▶ **WHAT YOU ARE ASKED TO DO**:
Retype the lines of the records exactly, beginning at the line that contains "--target yellow stamen" and stopping after the line that contains "M 409 449 L".
---------- TASK MATERIAL ----------
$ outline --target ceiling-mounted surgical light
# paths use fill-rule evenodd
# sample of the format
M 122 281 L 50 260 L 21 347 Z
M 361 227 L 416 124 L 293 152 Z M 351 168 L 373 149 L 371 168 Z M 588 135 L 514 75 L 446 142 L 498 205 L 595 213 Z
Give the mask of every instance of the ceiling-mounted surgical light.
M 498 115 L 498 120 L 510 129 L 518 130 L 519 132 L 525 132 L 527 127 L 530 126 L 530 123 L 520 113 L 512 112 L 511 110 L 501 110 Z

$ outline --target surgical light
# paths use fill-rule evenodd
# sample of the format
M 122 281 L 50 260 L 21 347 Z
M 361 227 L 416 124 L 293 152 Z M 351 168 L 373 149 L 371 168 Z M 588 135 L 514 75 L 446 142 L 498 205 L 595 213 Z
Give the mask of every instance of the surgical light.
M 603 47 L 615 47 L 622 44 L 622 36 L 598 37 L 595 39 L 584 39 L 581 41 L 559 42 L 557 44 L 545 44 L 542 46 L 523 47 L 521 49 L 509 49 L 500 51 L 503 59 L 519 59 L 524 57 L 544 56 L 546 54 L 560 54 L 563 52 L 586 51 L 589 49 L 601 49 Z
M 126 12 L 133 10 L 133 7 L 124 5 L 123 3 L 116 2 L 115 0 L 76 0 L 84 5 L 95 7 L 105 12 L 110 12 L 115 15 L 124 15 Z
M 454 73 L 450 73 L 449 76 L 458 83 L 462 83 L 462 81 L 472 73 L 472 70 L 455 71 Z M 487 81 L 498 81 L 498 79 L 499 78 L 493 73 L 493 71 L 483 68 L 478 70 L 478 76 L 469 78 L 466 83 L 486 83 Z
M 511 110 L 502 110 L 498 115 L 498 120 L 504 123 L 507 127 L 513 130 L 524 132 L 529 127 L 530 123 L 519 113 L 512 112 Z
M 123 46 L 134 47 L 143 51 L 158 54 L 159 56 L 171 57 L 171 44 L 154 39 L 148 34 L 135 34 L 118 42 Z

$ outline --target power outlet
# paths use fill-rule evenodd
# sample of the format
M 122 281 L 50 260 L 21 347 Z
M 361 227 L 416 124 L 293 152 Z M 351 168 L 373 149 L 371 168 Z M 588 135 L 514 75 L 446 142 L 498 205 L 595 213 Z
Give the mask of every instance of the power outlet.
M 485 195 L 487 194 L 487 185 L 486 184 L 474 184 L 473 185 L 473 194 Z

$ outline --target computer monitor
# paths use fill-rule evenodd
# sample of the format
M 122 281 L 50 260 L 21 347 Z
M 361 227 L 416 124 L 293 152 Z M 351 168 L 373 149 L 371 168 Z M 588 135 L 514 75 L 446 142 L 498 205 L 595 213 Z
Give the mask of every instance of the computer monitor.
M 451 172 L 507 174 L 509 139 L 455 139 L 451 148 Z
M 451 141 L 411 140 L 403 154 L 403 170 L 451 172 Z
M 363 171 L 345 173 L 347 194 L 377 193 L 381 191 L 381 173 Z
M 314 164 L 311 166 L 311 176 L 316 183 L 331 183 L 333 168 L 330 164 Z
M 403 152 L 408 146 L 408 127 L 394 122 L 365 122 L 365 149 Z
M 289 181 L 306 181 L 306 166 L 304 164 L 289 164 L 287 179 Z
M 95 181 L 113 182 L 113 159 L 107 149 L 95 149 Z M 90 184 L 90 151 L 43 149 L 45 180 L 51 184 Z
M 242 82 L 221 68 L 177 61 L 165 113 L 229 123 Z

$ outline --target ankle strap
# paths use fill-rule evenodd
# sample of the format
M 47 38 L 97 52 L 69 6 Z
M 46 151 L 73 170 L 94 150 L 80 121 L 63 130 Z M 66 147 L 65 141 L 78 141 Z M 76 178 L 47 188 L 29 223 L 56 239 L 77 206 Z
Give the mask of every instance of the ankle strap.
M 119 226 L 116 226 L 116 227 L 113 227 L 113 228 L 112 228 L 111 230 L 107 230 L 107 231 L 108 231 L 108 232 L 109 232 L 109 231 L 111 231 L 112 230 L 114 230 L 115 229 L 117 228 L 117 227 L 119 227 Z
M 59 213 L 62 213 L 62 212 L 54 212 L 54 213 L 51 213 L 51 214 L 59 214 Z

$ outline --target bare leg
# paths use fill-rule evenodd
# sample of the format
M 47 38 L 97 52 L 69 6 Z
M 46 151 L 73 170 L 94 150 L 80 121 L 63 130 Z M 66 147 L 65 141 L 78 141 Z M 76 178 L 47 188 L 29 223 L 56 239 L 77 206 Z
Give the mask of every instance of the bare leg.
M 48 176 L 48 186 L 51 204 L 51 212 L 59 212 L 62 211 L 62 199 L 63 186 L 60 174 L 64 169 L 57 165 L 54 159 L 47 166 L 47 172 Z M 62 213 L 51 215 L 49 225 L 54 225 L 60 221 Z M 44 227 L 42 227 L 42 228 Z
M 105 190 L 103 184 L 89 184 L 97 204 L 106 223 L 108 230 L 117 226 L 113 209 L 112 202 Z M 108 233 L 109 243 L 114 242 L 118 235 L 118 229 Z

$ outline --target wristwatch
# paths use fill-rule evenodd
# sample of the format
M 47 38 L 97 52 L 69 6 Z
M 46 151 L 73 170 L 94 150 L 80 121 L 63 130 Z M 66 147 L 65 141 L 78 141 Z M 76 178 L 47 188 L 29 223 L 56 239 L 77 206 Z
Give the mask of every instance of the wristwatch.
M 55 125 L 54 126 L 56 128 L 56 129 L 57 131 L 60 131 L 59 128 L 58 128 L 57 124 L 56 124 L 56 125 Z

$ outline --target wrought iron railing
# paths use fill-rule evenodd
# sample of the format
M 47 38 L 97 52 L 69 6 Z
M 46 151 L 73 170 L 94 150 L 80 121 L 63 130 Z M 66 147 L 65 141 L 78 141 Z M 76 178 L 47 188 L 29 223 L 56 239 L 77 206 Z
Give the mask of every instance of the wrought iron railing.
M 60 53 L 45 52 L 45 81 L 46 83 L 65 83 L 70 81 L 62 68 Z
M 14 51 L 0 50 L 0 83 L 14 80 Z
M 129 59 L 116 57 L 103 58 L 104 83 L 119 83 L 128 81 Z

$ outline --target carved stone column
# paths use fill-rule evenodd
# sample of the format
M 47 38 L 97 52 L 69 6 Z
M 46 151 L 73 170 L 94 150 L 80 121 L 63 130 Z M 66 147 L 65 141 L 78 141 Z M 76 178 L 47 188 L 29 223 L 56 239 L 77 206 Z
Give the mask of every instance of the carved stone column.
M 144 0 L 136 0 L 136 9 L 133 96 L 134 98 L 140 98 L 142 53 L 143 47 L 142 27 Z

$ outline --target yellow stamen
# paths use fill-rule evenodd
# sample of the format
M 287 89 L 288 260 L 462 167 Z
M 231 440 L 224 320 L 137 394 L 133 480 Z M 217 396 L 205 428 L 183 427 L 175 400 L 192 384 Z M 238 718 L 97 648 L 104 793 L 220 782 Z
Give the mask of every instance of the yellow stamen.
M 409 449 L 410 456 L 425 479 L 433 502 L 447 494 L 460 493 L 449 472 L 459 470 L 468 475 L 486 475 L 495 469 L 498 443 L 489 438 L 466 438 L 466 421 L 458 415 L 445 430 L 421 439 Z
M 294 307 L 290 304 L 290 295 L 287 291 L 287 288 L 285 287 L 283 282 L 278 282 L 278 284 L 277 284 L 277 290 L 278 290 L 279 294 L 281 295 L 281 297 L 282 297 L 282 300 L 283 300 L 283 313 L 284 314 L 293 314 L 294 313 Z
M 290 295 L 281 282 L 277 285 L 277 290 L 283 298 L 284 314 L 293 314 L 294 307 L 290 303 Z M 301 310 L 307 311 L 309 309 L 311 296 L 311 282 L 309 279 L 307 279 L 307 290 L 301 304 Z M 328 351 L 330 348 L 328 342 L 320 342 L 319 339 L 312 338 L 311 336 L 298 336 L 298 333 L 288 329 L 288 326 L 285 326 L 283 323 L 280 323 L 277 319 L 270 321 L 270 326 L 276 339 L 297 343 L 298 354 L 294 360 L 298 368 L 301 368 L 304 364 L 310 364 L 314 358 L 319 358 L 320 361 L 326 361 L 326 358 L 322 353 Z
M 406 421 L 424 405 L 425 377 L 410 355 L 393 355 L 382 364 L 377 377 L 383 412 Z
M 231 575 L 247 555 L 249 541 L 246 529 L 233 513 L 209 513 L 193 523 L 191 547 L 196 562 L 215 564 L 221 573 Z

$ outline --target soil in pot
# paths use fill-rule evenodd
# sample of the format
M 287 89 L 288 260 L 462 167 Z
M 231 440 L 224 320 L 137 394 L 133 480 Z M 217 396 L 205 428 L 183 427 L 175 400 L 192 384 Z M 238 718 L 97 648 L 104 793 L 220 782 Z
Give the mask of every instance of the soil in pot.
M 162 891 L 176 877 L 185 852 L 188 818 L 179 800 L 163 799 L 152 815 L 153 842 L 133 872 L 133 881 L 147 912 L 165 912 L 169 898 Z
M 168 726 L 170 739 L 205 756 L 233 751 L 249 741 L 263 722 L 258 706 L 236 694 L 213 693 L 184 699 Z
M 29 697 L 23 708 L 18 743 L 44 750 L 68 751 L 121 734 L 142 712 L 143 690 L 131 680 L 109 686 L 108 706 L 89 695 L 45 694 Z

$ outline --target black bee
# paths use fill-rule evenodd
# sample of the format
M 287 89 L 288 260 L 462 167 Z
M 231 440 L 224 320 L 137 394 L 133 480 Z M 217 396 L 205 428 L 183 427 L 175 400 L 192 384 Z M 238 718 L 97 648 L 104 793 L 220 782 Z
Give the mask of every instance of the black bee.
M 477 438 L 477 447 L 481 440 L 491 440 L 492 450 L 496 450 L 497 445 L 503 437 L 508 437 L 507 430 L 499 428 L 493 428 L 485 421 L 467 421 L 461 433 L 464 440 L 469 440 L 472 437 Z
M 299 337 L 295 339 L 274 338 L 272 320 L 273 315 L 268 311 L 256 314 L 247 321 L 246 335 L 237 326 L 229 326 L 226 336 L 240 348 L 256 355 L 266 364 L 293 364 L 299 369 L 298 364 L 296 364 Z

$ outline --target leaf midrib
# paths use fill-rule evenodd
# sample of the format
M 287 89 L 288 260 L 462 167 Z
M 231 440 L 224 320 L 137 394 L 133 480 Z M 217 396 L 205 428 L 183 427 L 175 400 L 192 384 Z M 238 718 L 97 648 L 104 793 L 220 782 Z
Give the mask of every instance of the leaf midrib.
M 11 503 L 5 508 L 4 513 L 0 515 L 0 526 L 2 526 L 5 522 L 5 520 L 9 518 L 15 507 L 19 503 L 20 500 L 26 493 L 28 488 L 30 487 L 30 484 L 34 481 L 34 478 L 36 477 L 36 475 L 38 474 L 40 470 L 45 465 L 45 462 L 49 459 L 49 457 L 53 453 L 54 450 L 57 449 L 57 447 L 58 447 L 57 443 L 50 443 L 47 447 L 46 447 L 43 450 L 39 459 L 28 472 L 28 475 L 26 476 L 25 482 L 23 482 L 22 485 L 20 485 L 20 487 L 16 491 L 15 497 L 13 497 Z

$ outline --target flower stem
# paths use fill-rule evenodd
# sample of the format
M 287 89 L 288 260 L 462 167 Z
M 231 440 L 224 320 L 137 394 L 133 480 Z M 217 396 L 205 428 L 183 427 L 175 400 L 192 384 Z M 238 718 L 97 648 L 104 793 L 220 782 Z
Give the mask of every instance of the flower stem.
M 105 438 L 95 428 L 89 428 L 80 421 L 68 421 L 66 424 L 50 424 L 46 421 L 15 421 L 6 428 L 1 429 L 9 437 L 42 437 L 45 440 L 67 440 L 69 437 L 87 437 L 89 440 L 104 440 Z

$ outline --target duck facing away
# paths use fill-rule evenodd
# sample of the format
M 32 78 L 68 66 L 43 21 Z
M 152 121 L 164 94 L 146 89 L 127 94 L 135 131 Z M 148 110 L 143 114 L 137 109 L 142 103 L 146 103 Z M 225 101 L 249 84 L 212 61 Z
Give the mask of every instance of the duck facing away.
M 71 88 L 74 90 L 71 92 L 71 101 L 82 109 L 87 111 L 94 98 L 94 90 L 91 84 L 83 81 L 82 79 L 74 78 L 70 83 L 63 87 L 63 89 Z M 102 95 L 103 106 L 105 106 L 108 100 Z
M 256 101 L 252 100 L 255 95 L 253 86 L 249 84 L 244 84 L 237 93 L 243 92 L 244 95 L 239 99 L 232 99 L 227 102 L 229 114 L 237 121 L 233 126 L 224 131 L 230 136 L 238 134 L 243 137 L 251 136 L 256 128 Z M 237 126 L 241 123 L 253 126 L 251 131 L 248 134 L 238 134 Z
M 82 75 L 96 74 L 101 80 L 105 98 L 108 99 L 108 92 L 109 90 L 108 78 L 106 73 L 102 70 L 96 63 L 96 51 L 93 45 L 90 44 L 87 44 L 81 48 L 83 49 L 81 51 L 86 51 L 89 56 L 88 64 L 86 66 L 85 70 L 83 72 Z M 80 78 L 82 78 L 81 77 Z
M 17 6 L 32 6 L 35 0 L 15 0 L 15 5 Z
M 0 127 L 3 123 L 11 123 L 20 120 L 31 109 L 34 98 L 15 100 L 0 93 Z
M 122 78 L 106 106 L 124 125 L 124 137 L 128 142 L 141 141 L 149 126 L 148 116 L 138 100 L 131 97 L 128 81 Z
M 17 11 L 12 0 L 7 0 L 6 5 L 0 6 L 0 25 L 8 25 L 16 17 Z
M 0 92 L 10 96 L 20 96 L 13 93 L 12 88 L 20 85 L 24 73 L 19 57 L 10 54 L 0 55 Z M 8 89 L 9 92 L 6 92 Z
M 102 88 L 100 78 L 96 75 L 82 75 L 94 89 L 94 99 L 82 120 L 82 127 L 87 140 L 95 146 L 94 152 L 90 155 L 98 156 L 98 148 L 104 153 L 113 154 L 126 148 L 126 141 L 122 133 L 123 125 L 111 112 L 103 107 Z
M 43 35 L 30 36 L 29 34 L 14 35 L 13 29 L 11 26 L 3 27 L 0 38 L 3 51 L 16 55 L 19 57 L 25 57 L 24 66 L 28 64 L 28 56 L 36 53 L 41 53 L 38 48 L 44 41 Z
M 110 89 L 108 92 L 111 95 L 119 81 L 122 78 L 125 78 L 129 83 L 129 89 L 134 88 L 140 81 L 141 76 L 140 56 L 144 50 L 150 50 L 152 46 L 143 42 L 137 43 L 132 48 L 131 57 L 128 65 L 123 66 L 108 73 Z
----------
▶ **SOLUTION BELOW**:
$ outline --target yellow stamen
# paths use fill-rule evenodd
# sample of the format
M 287 89 L 288 260 L 462 167 Z
M 231 440 L 224 320 L 137 394 L 133 480 Z M 217 396 L 205 428 L 183 427 L 175 400 L 192 384 Z M 238 718 L 97 648 L 104 793 L 220 782 Z
Give the mask of every instance of the yellow stamen.
M 409 449 L 410 456 L 425 479 L 433 502 L 447 494 L 460 493 L 449 472 L 459 470 L 468 475 L 486 475 L 495 469 L 498 443 L 489 438 L 466 438 L 466 421 L 458 415 L 445 430 L 421 439 Z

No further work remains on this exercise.